## Task description
Only the lines from the start of the data through the line with "Target: red santa coat" belong in the copy. Restate them word for word, minus the pictures.

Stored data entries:

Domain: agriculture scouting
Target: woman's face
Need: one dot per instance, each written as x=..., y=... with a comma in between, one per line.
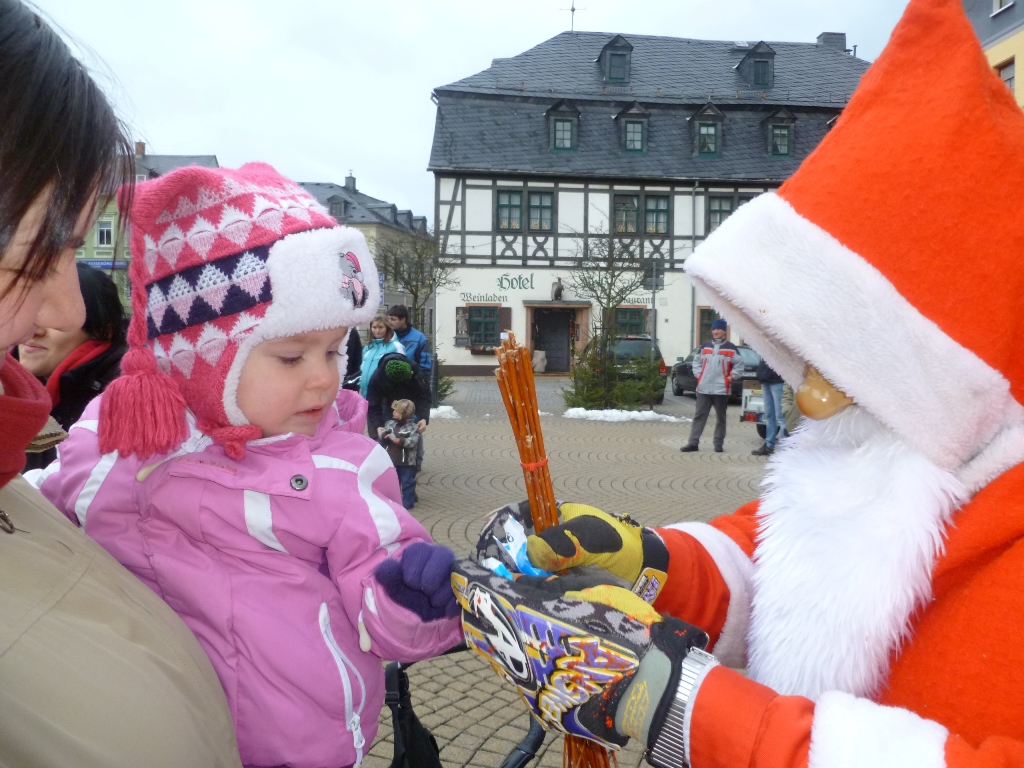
x=54, y=301
x=44, y=351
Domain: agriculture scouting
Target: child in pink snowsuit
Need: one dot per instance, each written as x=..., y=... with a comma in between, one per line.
x=227, y=471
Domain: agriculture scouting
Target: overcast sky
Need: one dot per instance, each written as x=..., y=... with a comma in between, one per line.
x=318, y=87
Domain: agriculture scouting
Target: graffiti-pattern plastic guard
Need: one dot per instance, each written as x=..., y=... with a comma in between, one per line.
x=556, y=650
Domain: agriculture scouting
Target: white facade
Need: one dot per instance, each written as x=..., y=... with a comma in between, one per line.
x=511, y=270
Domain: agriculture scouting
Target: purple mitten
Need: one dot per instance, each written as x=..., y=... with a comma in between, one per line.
x=420, y=581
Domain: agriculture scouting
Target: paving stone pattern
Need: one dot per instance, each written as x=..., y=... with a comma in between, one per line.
x=471, y=467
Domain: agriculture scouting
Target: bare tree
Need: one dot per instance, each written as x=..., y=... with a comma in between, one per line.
x=609, y=270
x=413, y=262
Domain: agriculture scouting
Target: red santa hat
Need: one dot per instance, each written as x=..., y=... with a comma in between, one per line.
x=221, y=260
x=893, y=260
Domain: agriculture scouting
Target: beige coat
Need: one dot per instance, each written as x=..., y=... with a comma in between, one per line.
x=95, y=670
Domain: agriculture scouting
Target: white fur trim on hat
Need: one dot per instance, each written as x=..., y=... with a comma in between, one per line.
x=317, y=281
x=797, y=295
x=851, y=732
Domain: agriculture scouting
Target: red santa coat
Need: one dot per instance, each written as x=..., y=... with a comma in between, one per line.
x=963, y=670
x=824, y=272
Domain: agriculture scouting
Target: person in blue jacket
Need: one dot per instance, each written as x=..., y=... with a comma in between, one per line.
x=382, y=341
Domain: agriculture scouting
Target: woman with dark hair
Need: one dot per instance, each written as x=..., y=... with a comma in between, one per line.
x=95, y=670
x=76, y=366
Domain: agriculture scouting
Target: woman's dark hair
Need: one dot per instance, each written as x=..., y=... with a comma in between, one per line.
x=56, y=131
x=104, y=316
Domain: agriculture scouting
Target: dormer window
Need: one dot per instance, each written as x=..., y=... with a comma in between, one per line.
x=778, y=131
x=762, y=74
x=619, y=68
x=563, y=126
x=633, y=127
x=757, y=68
x=708, y=139
x=707, y=129
x=614, y=60
x=634, y=136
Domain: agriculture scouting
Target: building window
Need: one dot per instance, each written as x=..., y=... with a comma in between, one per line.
x=718, y=211
x=1006, y=72
x=780, y=139
x=617, y=64
x=509, y=210
x=655, y=215
x=540, y=211
x=762, y=74
x=483, y=326
x=629, y=322
x=708, y=138
x=563, y=134
x=634, y=136
x=104, y=233
x=626, y=213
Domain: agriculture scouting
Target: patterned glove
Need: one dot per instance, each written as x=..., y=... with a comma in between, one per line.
x=598, y=663
x=590, y=537
x=420, y=581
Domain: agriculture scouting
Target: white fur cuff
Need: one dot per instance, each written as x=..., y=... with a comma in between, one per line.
x=737, y=570
x=851, y=732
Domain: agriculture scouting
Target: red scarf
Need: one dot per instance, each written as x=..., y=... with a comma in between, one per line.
x=80, y=354
x=24, y=409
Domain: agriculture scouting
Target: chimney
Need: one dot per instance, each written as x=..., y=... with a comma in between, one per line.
x=835, y=40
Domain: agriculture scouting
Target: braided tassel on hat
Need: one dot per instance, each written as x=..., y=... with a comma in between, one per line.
x=142, y=411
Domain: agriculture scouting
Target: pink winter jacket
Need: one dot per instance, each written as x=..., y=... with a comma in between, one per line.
x=269, y=561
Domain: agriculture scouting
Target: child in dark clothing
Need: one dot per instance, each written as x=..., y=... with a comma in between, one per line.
x=399, y=437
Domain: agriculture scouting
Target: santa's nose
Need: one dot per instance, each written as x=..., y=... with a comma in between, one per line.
x=817, y=397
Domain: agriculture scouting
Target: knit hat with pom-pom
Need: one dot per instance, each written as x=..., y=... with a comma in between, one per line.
x=222, y=260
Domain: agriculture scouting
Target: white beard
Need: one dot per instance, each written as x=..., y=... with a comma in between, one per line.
x=853, y=521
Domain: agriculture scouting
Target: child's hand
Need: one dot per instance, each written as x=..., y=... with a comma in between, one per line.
x=420, y=581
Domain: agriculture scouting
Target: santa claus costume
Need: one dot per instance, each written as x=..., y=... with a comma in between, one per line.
x=873, y=595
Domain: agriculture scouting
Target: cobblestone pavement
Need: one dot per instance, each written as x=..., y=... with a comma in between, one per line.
x=471, y=467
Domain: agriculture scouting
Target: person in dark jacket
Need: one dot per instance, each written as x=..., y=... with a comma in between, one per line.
x=771, y=391
x=396, y=378
x=76, y=366
x=354, y=361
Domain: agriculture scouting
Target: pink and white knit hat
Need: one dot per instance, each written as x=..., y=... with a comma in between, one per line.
x=222, y=260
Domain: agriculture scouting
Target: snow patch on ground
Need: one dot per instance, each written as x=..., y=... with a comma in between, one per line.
x=443, y=412
x=616, y=415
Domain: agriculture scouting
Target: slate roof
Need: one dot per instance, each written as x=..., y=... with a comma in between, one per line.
x=364, y=209
x=483, y=124
x=669, y=70
x=158, y=165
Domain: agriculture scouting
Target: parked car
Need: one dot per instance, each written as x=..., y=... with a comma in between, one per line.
x=684, y=381
x=626, y=348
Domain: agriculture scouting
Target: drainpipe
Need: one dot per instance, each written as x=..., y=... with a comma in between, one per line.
x=693, y=245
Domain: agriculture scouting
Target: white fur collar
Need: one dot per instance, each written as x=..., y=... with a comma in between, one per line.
x=853, y=520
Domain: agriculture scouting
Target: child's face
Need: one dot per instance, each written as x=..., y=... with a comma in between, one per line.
x=288, y=384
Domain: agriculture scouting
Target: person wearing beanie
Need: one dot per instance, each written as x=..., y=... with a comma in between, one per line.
x=399, y=436
x=226, y=470
x=396, y=378
x=382, y=342
x=872, y=595
x=717, y=367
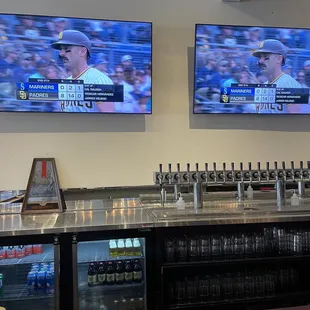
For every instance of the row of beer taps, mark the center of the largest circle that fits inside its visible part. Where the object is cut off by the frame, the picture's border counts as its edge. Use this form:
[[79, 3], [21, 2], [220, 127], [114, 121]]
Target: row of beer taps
[[277, 175], [232, 175]]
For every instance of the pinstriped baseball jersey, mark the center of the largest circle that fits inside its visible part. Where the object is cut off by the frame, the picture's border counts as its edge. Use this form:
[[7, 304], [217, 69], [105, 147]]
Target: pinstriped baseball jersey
[[89, 76]]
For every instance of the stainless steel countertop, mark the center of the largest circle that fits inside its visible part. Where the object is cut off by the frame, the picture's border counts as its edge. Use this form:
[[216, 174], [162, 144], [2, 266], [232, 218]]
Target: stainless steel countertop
[[98, 215]]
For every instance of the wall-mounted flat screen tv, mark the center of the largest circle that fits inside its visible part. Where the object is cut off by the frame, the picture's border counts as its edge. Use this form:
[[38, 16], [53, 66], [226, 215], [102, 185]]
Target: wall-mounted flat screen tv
[[75, 65], [251, 70]]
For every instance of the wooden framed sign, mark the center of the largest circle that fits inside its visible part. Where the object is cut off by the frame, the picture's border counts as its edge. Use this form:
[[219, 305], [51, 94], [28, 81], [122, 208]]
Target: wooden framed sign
[[43, 194]]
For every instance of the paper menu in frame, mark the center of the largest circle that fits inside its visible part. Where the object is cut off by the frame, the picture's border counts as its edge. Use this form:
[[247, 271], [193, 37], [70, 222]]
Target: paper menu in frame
[[43, 194]]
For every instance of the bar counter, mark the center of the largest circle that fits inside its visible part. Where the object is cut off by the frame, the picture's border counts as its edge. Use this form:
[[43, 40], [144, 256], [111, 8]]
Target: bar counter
[[132, 213]]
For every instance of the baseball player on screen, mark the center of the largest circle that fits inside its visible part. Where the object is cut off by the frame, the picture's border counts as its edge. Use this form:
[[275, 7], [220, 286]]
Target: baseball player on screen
[[74, 51], [272, 56]]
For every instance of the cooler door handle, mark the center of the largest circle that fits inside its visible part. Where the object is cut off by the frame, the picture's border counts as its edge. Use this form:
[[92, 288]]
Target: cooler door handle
[[57, 272], [75, 274]]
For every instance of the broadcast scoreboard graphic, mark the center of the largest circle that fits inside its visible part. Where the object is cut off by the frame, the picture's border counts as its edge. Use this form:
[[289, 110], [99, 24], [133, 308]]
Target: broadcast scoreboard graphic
[[68, 90], [263, 93]]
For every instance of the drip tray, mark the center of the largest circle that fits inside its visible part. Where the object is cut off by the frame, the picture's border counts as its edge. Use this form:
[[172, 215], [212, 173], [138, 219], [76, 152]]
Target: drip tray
[[233, 211]]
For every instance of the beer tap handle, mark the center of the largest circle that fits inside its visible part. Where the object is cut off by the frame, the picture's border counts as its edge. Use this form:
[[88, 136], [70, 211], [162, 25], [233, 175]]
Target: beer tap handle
[[206, 171], [250, 171], [160, 176], [224, 172], [276, 170], [301, 169], [178, 173], [197, 172], [169, 173], [214, 170], [283, 168], [233, 171], [188, 169]]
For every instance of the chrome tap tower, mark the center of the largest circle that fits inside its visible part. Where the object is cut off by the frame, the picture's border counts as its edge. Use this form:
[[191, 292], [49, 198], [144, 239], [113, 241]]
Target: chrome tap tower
[[279, 176]]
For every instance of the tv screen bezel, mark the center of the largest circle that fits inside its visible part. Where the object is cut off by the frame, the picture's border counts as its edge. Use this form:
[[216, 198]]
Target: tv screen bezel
[[96, 19], [237, 25]]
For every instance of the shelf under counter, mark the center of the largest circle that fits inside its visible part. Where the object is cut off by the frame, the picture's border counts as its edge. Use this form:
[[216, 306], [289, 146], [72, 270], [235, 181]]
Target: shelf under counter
[[19, 292], [97, 251], [46, 257], [237, 302], [262, 259]]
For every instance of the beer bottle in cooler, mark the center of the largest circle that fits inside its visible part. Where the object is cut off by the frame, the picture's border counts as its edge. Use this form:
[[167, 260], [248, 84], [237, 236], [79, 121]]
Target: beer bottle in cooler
[[128, 272], [119, 273], [1, 285], [137, 271], [102, 273], [92, 274], [128, 247], [110, 273], [136, 247], [121, 247]]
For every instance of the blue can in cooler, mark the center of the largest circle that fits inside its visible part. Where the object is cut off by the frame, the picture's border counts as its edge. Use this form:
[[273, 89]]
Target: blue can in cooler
[[41, 282], [32, 283], [50, 283]]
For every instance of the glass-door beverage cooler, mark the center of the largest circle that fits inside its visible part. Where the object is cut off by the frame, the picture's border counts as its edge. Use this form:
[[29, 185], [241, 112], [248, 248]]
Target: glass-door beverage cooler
[[110, 274], [29, 276]]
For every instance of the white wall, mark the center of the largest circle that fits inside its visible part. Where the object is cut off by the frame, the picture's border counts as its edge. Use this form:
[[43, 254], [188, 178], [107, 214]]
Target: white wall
[[105, 150]]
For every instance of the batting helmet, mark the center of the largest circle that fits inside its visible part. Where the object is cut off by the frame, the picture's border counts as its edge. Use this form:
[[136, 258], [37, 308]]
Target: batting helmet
[[273, 47], [73, 37]]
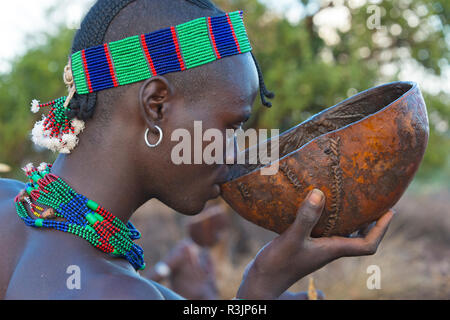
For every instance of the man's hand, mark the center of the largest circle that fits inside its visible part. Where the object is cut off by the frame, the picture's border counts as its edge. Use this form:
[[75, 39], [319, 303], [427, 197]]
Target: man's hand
[[295, 254]]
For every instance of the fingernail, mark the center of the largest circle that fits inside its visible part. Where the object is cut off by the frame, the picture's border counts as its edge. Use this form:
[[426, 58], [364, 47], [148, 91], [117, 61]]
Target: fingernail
[[315, 197]]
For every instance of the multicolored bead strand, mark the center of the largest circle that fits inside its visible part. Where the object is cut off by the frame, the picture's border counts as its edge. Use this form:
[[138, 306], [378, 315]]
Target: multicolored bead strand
[[172, 49], [55, 131], [81, 216]]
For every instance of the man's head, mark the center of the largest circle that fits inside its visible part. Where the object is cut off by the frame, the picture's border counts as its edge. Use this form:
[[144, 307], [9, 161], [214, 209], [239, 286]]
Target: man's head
[[219, 94]]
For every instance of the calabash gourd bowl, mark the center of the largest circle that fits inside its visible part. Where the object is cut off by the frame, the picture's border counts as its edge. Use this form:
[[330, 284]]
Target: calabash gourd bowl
[[362, 153]]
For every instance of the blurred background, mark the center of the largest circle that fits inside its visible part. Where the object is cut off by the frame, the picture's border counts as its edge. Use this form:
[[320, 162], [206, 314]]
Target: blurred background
[[313, 54]]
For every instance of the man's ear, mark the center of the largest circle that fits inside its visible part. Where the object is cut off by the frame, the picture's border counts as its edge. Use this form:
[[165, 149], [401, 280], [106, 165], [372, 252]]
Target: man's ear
[[154, 93]]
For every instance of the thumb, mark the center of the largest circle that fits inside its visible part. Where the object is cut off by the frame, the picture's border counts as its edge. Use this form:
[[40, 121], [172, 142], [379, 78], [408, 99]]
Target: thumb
[[309, 213]]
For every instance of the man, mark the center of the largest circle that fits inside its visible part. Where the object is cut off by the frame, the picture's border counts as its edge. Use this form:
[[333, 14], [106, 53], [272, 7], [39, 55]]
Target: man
[[119, 169]]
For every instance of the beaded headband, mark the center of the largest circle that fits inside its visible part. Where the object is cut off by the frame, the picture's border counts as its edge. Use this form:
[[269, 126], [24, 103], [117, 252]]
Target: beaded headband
[[133, 59]]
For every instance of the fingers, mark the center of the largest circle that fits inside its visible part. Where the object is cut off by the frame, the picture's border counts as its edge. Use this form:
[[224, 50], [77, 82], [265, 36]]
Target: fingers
[[309, 213], [346, 247]]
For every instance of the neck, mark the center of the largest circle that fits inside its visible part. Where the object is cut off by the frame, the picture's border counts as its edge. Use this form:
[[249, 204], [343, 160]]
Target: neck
[[111, 184]]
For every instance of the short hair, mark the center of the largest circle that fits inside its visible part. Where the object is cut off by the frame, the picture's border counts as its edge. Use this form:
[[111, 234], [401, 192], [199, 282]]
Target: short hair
[[92, 33]]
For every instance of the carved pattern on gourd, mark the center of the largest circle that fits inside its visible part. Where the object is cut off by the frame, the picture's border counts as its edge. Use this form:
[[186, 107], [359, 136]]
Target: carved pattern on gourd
[[336, 187], [290, 175]]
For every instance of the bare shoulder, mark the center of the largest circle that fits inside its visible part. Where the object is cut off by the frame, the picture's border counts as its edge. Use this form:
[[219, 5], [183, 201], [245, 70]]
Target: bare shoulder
[[129, 287]]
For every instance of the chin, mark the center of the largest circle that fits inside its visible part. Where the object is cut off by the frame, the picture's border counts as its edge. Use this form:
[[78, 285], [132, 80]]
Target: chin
[[193, 203], [190, 207]]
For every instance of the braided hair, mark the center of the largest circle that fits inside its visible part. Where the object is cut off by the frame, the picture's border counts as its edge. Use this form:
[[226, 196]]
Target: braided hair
[[92, 33]]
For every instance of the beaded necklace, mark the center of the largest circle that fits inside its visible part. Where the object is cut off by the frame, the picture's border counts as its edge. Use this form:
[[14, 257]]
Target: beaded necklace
[[82, 217]]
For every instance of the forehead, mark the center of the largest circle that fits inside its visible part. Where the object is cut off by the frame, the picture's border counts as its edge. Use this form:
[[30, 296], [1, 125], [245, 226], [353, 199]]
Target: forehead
[[238, 82]]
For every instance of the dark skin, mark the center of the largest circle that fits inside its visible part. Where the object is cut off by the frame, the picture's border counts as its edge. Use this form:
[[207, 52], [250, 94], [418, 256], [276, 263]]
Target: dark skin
[[113, 166]]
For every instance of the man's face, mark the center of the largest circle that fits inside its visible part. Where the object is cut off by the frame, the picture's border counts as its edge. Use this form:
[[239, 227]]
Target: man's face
[[226, 103]]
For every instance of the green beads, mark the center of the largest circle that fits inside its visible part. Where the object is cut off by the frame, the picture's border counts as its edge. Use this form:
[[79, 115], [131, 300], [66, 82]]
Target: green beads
[[38, 222], [92, 205]]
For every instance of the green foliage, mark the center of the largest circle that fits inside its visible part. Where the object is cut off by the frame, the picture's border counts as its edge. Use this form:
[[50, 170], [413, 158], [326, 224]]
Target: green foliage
[[306, 72]]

## Exercise result
Domain: agriculture scouting
Target: woman's face
Need: one dot per instance, each written as x=..., y=... with a comma in between, one per line.
x=54, y=301
x=44, y=351
Domain: agriculture scouting
Target: child in pink snowsuit
Need: one dot per instance, each written as x=..., y=... with a comma in between, one per line.
x=227, y=471
Domain: agriculture scouting
Target: overcast sky
Need: one dot per instance, each written as x=..., y=... with a comma in between, one per line.
x=318, y=87
Domain: agriculture scouting
Target: graffiti-pattern plastic guard
Need: one dot per instance, each written as x=..., y=... with a comma in between, one per line.
x=556, y=650
Domain: agriculture scouting
Target: white facade
Need: one dot per instance, each written as x=..., y=... with a comma in between, one per line.
x=511, y=270
Domain: agriculture scouting
Target: purple mitten
Need: one dot per instance, each written as x=..., y=... with a comma in between, one per line.
x=420, y=581
Domain: agriculture scouting
Target: paving stone pattern
Need: one dot per instance, each written as x=..., y=... with a comma in between, one per line.
x=471, y=467
Domain: agriculture scouting
Target: bare tree
Need: one dot per instance, each written as x=..., y=... with a comma in between, one per line.
x=609, y=270
x=413, y=262
Domain: agriculture scouting
Target: red santa hat
Need: one dot per instance, each written as x=..., y=... with a comma in between, one per line.
x=221, y=260
x=893, y=260
Domain: agriculture scouting
Target: beige coat
Need: one dot per instance, each written as x=..., y=... with a comma in between, one per line.
x=95, y=670
Domain: agriculture scouting
Target: white fur trim on hat
Need: one dot per instance, each written as x=..., y=... with a comma in between, one per line.
x=317, y=281
x=797, y=295
x=851, y=732
Domain: agriculture scouting
Target: red santa coat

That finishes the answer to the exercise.